Document segment below:

But as the conversations unfolded, I forgot about that and instead basked in the weight of their achievements—sometimes because or in spite of their gender, though just as often not. I saw the intentional and unforeseen ways being women—and mothers—informs running a business and impacts workplace culture. I absorbed the parallel journeys of Chicanas like Dominica Rice-Cisneros and Black women like Mashama Bailey to internalize the significance of their culinary heritages in an industry that long prized Eurocentric haute cuisine.

As Monteverde executive chef-owner Sarah Grueneberg mused: “For so long, [co-owner] Meg [Sahs] and I weren’t really shouting about being a women-run restaurant—we were fighting that ‘cute’ stigma and wanted to just be considered real business leaders and restaurateurs. But I’m so proud. I wouldn't be the same chef if I was male—how I cook and how I think about the history and heart of a dish.”

Many of these women arrived on the shoulders of women mentors before them, be they Chez Panisse’s Alice Waters or Ruth Rogers and the late Rose Gray of London’s legendary River Cafe or the matriarchs of their home kitchens. Seeing someone like them calling the shots mattered as much then as now. Since a deadly pandemic laid bare the systemic cruelty of an industry that too often puts profits before people, it’s essential to champion those doing it the right way. So let’s celebrate these chefs, small business owners, mentors, activists and educators, who might not be so if they weren’t women, too.

Just don’t expect to see the word “badass” again.

Restaurants where women run the show

Name to know: Dominica Rice-Cisneros (chef-owner)

End of Document segment.
Given data below:

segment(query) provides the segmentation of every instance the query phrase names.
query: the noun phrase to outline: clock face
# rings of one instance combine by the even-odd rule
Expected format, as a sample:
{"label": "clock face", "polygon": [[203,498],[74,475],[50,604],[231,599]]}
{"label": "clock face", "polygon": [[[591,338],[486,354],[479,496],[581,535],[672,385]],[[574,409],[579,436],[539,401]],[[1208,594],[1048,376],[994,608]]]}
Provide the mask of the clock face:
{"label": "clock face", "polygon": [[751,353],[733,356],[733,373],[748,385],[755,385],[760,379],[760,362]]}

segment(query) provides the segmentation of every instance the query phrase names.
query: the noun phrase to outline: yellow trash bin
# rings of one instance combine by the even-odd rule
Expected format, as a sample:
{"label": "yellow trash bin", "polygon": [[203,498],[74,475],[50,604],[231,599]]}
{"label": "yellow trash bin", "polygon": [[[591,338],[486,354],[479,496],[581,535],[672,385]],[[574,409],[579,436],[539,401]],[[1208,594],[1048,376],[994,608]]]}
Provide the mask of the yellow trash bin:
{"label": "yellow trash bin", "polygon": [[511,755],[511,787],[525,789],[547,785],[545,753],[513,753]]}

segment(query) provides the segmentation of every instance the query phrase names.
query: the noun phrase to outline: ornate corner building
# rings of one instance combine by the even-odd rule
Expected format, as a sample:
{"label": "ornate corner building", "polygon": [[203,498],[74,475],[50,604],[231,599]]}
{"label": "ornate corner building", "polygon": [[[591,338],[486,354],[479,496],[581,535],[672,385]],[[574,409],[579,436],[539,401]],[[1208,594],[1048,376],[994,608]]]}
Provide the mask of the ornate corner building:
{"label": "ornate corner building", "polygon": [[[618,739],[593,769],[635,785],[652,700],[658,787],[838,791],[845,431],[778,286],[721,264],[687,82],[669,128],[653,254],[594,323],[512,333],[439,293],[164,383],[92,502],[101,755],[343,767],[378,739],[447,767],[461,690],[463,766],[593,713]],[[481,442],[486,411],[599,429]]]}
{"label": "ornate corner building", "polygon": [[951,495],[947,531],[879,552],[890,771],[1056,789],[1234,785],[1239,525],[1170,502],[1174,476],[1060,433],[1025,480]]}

End of Given data.

Check your understanding.
1. According to the passage on women-run restaurants, why did Sarah Grueneberg and Meg Sahs for a long time avoid shouting about being a women-run restaurant?
2. Reproduce the portion of the passage on women-run restaurants starting with "Many of these" and going on through "weren’t women, too.".
Rely only on the passage about women-run restaurants.

Answers in order.
1. They were fighting a "cute" stigma. They wanted to be considered real business leaders and restaurateurs.

2.
Many of these women arrived on the shoulders of women mentors before them, be they Chez Panisse’s Alice Waters or Ruth Rogers and the late Rose Gray of London’s legendary River Cafe or the matriarchs of their home kitchens. Seeing someone like them calling the shots mattered as much then as now. Since a deadly pandemic laid bare the systemic cruelty of an industry that too often puts profits before people, it’s essential to champion those doing it the right way. So let’s celebrate these chefs, small business owners, mentors, activists and educators, who might not be so if they weren’t women, too.